▸ Written request
Only the pictures are omitted; repeat all other data exactly.

[Source data]
▼

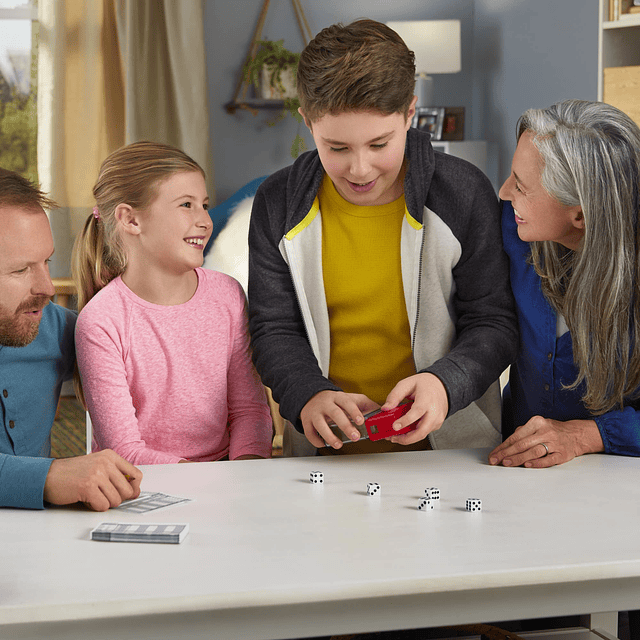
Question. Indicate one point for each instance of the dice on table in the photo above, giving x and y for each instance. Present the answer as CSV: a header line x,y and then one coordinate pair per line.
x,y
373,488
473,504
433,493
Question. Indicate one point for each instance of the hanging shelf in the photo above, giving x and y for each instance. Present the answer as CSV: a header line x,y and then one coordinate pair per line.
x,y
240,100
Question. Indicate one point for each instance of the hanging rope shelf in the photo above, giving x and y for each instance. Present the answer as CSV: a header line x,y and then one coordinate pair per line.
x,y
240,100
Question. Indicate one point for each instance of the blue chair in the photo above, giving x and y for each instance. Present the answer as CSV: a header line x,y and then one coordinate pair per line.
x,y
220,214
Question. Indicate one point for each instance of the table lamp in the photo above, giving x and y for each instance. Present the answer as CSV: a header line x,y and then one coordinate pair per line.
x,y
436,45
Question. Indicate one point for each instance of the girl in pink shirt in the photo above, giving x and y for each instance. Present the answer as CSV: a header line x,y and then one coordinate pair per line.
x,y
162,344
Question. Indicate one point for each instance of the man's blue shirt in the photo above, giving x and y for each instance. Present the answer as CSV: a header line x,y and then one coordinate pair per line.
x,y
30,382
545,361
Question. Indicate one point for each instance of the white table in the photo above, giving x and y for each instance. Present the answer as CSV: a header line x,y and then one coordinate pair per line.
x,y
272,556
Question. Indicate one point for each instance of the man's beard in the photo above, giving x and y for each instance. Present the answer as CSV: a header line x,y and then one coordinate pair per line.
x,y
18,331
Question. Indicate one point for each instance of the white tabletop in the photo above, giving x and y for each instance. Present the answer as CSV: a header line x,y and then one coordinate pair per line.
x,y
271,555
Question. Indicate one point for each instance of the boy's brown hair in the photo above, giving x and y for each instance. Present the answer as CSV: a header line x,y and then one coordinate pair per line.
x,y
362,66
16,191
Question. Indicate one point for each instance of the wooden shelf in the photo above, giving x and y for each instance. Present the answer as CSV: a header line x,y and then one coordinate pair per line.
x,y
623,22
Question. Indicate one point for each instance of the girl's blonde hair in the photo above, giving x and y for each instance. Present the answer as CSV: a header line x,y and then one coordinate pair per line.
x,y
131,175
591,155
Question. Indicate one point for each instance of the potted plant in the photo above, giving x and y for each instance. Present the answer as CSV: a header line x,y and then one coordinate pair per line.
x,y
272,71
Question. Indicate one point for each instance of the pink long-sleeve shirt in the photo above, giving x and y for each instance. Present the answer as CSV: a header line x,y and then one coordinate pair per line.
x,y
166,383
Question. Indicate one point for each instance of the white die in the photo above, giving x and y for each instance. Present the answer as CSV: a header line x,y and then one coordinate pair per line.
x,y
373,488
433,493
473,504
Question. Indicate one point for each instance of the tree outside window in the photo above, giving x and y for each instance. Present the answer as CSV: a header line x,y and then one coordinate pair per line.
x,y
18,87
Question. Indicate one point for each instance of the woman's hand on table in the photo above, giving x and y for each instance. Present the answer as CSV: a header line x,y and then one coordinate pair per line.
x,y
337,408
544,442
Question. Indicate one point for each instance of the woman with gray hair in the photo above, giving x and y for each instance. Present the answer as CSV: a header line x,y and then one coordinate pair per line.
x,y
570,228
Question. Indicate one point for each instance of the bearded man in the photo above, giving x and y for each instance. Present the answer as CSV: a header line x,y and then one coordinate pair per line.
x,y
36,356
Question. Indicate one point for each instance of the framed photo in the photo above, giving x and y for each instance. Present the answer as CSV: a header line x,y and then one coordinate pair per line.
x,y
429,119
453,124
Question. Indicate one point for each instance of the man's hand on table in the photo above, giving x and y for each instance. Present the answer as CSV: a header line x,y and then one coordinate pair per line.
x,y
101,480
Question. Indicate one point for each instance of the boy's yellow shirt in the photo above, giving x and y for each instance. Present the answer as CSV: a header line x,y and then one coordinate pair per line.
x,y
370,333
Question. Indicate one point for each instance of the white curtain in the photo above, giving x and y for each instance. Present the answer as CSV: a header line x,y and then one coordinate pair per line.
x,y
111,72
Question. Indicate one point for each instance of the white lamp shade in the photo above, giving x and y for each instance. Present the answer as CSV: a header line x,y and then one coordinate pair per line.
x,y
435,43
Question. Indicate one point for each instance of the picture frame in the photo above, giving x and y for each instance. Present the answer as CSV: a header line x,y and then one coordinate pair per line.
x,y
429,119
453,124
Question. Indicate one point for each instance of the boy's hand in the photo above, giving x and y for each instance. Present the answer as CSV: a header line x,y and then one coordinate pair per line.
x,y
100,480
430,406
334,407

▲

▸ Solution to the problem
Question. Indicate one point for each instance of the dice on table in the photo above, giving x and y for each instance. Present the answer as CSV: a header line x,y and then one coordinate pair per line.
x,y
373,488
473,504
433,493
Question. Indicate one point for each instance of the hanging shelf in the photo above, giving x and y for each instance. Present the answer as CSV: a header line x,y and then one coordinate pair per line.
x,y
240,100
Question. Indicate one point for each instance of the hanging rope shelf in the photo above, giving x and y for each instance. Present the answer as CSV: a header line x,y and then one coordinate pair per line.
x,y
240,100
Question. Indicate one point for each instance of the blue chair in the photo above, giving x and y for each instance. Present the answer as CSV: a header line x,y and then one coordinate pair per line.
x,y
220,214
Question. Indicate one point for each instance of the table lamp in the photo above, giving x and y for each instance. Present the answer as CSV: a header line x,y and then one coordinate pair per line.
x,y
436,45
Question. Indicate one point for each instance of the girl in pink shirt in the photo above, giving x and y for each instance. Present the answer as CSV: a header line x,y and then one coordinate pair per line.
x,y
162,344
Question. Indicate one point for each instance of the man's blue shirt in the photo above, giving x and y for each instance. Present the answer as CSV: a header line x,y and then one coordinate pair per line.
x,y
30,382
545,361
Question. Indicate one point for each instance of the white table in the photo above, giving x and y for each instance. Present the answer as CSV: a header line x,y and then one coordinate pair per line.
x,y
272,556
Question. Indicate one point for each instance of the man's beard in the photo above, giving x and y for each instance. Present the answer as CSV: a header line x,y and then one coordinate pair per line.
x,y
18,331
Question. Indicate one point for each instance of the white tabletop in the photo above, giving x and y for each instance. Present the answer as CSV: a header line x,y and then one coordinate pair per line.
x,y
271,555
Question. Indicate one point for each instance of the boy's brown hair in the photo above, giving x and y for each instance. Present the answer as CSV: a header line x,y and then one coordinate pair per line.
x,y
362,66
16,191
Question. Indicate one point for each instance of the wooden shelf in the photo above, giving x and y for each instance. Present the answer as CSV: a header line x,y and then one coordinate pair per line.
x,y
623,22
Question. Indicate one point for each instance of the girl's blonde hair in the photo above, giving x and y for each instance. Present the answer as CSV: a header line x,y and then one coordinate pair per line.
x,y
131,175
591,155
Question. Indicate one point for each instance of the potted plant in the photo above, giving x and y for each instance. Present the answer as CSV: a header line x,y and then one coordinate pair per line.
x,y
272,71
Question. Indicate one point for each instance of the pink long-sleeve shirt in the photo above, giving x and y for each instance. Present the answer as CSV: a header line x,y and then one coordinate pair per line.
x,y
166,383
Question. Indicate one point for each instance of the white die in the photo above, giving x and y for each instance. Present the answer as CSV: a header line x,y and then one coordinate pair per line.
x,y
373,488
433,493
473,504
Question. Indicate one point for each instance of the tree outside window in the photo above, giving x and y for each instance. Present the answer as CSV: a header line x,y and then one coordinate pair per line.
x,y
18,87
Question. Indicate one point for each instance of the woman's hand on table in the photo above, giving x and y for each instance. Present the answer as CSV: a header line x,y and then one coordinate pair per line.
x,y
337,408
544,442
Question. Indicate one point for each instance of the woman with gray hair in the photo above, giving x and y for each instance. Present the answer as CSV: a header line x,y and then one coordinate pair per line.
x,y
570,228
Question. Indicate one point for each instance of the bearded man in the photo above, giving x and y for each instance. Present the answer as CSV: a header line x,y and then one coordinate pair per line.
x,y
36,356
Question. Indicate one point for each instance of the framed photo in the photo above, giving x and y for each instance. Present the answer as CSV: a header line x,y and then one coordinate pair per line.
x,y
429,119
453,124
Question. Indicate one point for each instance of the man's hand on table in the photo above, giving x and y for each instance. Present the answer as CSV: a header line x,y and then one coordinate pair per line.
x,y
101,480
Question. Indicate one point for each instance of the boy's yellow shirt in the photo above, giving x and y for each instance. Present the answer as CSV: a header line x,y and then one coordinate pair per line.
x,y
370,333
Question. Indicate one point for each instance of the white curtain in the photo above, giving x and y for each instance. Present the answer as CSV: a header line x,y and then one coordinate pair per line.
x,y
111,72
Question. Indicate one point for each instance of the white lamp shade in the photo above, giving x and y for each instance. Present the answer as CSV: a header line x,y and then one coordinate pair per line.
x,y
435,43
Question. Indicate one point for each instance of the picture frame in the photo above, giving x and y for each instance. Present the answer as CSV: a header line x,y and then one coordinate pair per line.
x,y
429,119
453,124
Question. Indicate one point for each instance of the boy's hand in the photo above, giving x and y for each instance. Present the answer as CSV: a header line x,y and then one coordinate pair per line.
x,y
100,480
430,406
334,407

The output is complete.